### PROBLEM TO WORK ON
The answer must consist of every record below, reproduced exactly.

### DATA EXCERPTS
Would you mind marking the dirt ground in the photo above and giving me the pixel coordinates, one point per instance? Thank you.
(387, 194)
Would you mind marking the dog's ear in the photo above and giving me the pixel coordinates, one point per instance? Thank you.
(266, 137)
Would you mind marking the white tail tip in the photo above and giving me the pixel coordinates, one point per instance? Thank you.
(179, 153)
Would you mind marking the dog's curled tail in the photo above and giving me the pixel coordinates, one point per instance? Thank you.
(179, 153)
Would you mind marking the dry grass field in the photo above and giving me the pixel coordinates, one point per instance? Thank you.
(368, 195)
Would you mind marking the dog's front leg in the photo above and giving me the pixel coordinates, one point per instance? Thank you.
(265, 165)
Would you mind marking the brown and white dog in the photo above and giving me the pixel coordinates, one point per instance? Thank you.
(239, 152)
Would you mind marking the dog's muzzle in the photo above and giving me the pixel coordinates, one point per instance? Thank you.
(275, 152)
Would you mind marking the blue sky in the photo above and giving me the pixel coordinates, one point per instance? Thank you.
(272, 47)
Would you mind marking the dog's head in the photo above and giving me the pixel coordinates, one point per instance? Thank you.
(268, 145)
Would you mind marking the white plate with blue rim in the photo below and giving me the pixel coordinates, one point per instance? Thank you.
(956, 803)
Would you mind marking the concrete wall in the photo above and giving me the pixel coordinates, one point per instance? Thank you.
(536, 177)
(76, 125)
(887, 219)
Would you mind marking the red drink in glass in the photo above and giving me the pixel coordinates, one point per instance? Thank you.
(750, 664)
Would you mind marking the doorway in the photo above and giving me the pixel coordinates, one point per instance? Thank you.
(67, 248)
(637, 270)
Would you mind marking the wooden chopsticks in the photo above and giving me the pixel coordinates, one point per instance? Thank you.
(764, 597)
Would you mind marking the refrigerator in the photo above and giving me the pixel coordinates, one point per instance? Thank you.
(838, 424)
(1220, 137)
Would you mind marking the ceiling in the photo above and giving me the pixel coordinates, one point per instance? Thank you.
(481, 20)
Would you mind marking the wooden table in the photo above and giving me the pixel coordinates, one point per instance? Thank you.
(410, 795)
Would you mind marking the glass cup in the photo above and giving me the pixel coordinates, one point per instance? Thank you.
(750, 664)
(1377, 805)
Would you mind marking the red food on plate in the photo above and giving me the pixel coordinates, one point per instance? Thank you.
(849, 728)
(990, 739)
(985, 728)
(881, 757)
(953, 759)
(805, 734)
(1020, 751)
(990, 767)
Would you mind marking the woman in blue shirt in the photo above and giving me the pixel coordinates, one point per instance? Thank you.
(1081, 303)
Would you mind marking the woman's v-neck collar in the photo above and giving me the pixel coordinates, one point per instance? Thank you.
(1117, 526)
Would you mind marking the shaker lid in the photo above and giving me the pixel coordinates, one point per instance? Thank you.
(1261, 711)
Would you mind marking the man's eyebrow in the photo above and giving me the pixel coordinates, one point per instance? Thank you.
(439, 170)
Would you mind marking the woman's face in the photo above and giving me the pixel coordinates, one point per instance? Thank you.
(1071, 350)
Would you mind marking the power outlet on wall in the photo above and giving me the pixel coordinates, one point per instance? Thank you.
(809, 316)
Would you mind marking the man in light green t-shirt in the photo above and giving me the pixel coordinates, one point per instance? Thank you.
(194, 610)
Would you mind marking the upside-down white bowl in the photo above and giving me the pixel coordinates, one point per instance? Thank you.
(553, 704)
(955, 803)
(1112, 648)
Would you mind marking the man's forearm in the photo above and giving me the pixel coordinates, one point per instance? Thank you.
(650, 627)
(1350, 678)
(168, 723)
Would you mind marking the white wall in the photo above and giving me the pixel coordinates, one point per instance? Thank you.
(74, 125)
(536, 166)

### ANSWER AREA
Would you mind marking the dirt ground in the photo above and giving me the pixel coordinates, one point per instance? Thank you.
(387, 194)
Would you mind marking the dog's ear in the photo above and giving me the pixel coordinates, one point per instance? Thank you.
(266, 137)
Would you mind marking the white tail tip in the photo above and giving me the pixel coordinates, one point per instance? Thank you.
(179, 153)
Would you mind marking the dog's curled tail in the photo above and giving me the pixel coordinates, one point per instance? Thank you.
(179, 153)
Would you mind marking the dry grass field in the photo above and giving me the pixel coordinates, one point per instance? Thank you.
(368, 195)
Would you mind marking the dog's front leg in the photo above and giving me the pixel coordinates, one point per instance? Thank you.
(265, 165)
Would you mind marking the brown and white dog in the photo above and giving me the pixel coordinates, one point per instance? Thank you.
(239, 152)
Would you mind marking the dog's muzzle in the photo above and giving me the pixel coordinates, one point per instance? Thank you.
(275, 152)
Would you mind marking the blue sky in the photo above and giving me the pixel coordinates, one point per instance? Thank you.
(272, 47)
Would you mind marking the dog's head in the photo above and giving me the pixel coordinates, one point per instance? Thank you.
(268, 145)
Would you mind marking the white plate with blue rim in the photo below and giving me the pixel coordinates, one point per instance? Thank you.
(956, 803)
Would you mind marking the concrete wall in the photo above and giving me the pixel coordinates, one point per instance? Thank you.
(536, 177)
(76, 125)
(887, 219)
Would you mind marking the red drink in glass in the photo above and giving me the pixel coordinates, one point per instance? Thank you.
(750, 664)
Would you mind marking the doorway in the photo above and giving me the pixel coordinates, one point per instance? Thank you.
(67, 248)
(637, 270)
Would you mind marking the wooden chopsticks in the photo above and giving me the pixel coordinates, one point per instance? Thank you.
(764, 597)
Would you mind marking the refrigerator in the photo above and giving me the pixel coordinates, one point per instance? Thank you.
(838, 424)
(1220, 137)
Would you mind marking the ceiling in the photo above and giving me the pixel coordinates, one point per instance? Thank you.
(481, 20)
Would you mind marking the wooden table in the photo above and giving me the pixel coordinates, one point per instance? Thank you.
(410, 795)
Would you mind marking the glass cup in the photo above and giving me the pixel coordinates, one point per instance? Thank you.
(750, 664)
(1377, 805)
Would you mind marking the red food on plate in the photo above and giving me the pixel coordinates, one point per instance? Thank you.
(849, 728)
(990, 739)
(985, 728)
(881, 757)
(953, 759)
(805, 734)
(1020, 751)
(990, 767)
Would you mind marking the woman in blue shirt in the photo above and giving me the pixel coordinates, one point per instance? Thank you.
(1081, 303)
Would you mind marking the woman's v-neck collar in the photo above and giving me the pixel coordinates, one point per instance? Thank you.
(1117, 526)
Would you mind marking the shaker lid in the photo above and giving me the pixel coordinates, one point per instance? Thank you.
(1261, 711)
Would you mind marking the man's eyebrow in the photo above and giving me the pixel coordinates, one point per instance? Thank you.
(439, 170)
Would you mind marking the woman's face in the photo above and giving me the pixel coordinates, one point per instance? Thank you.
(1071, 350)
Would you mind marking the power outlet on wall in the photo above and giving me the pixel coordinates, one point per instance? Thank you.
(809, 316)
Would you mind marking the man in light green t-shirt in the photo above and giving me the pixel coordinates, one point per instance? Thank you.
(194, 610)
Would you mind marking the upside-down white bowl in the photo above and giving me the pixel coordinates, one point per instance? Thank you.
(553, 704)
(955, 803)
(1112, 648)
Would you mind marking the man's forearm in the photo above and giving me the pixel coordinates, one point per instance? Thank you.
(650, 627)
(1350, 678)
(168, 723)
Would you mind marking the white wall in the photo above and giving me the pixel coordinates, one point per instance? Thank you.
(74, 125)
(536, 166)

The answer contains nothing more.